→ TESTO DEL DOCUMENTO:
E allora mi viene in mente quante volte, proprio con i miei piccoli, sono venuto in contatto con il servizio sanitario locale negli ultimi tempi. Il lavoro di medici, infermieri, personale sanitario e volontari è encomiabile, in taluni casi persino eroico. Ma chi ha il potere e l’onere di gestire un servizio pubblico tanto prezioso e fondamentale - in particolare in questo momento storico - come la sanità non può mostrare tanta sciatteria e inadeguatezza. Al di là dell’errore di comunicazione sul luogo del tampone (che comunque ha rovinato la domenica a molte famiglie e non è poco, visto che nelle rare giornate invernali in cui c’è il sole almeno ci è rimasto il diritto e il piacere di uscire di casa), non è ammissibile che ai bambini si faccia attendere in auto per ore. La direzione, passata e presente (Carradori, per esempio, rappresenta sia il passato che il presente) è responsabile di quanto accaduto oggi, così come è responsabile dello stato del Pronto Soccorso e delle liste d’attesa per le visite, delle condizioni della medicina generale territoriale sotto stress ecc. Al Pronto Soccorso, per esempio, vi sono medici e infermieri umani e preparati, ma anche attese di ore e ore in ambienti promiscui e l’incapacità di assorbimento dei pazienti nei reparti ordinari rendono l’esperienza del pronto soccorso un’odissea.
Prima che sia troppo tardi, prima che scuola e sanità pubblica alzino definitivamente bandiera bianca, dobbiamo far sentire la nostra voce di cittadini, genitori, bambini. Non si può andare avanti così. L’emergenza ha solo fatto venire a galla con maggiore evidenza un male (il disinvestimento e l’aziendalizzazione spinta) che viene da lontano. Dobbiamo reagire, se abbiamo a cuore il bene comune e il futuro dei nostri figli. Ps: non farei questa riflessione e questa denuncia se non fossi innamorato della scuola e della sanità pubblica, beni comuni costitutivi e costituzionali, irrinunciabili presidi di un paese socialmente evoluto, che tuttavia vedo ogni giorno di più in crisi nonostante il prezioso lavoro quotidiano di operatori scolastici e sanitari. Iniziamo a chiedere conto ai manager pubblici di errori e omissioni.

→ BLOCCO DATI:
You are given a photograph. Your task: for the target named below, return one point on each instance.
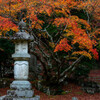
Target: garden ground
(75, 91)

→ ATTIVITÀ:
Riscrivi il testo sulla sanità pubblica tra "Prima che sia" e "errori e omissioni.", estremi inclusi, sostituendo "cittadini" con "abitanti". Le righe non sono necessarie per svolgere il lavoro.

→ SOLUZIONE:
Prima che sia troppo tardi, prima che scuola e sanità pubblica alzino definitivamente bandiera bianca, dobbiamo far sentire la nostra voce di abitanti, genitori, bambini. Non si può andare avanti così. L’emergenza ha solo fatto venire a galla con maggiore evidenza un male (il disinvestimento e l’aziendalizzazione spinta) che viene da lontano. Dobbiamo reagire, se abbiamo a cuore il bene comune e il futuro dei nostri figli. Ps: non farei questa riflessione e questa denuncia se non fossi innamorato della scuola e della sanità pubblica, beni comuni costitutivi e costituzionali, irrinunciabili presidi di un paese socialmente evoluto, che tuttavia vedo ogni giorno di più in crisi nonostante il prezioso lavoro quotidiano di operatori scolastici e sanitari. Iniziamo a chiedere conto ai manager pubblici di errori e omissioni.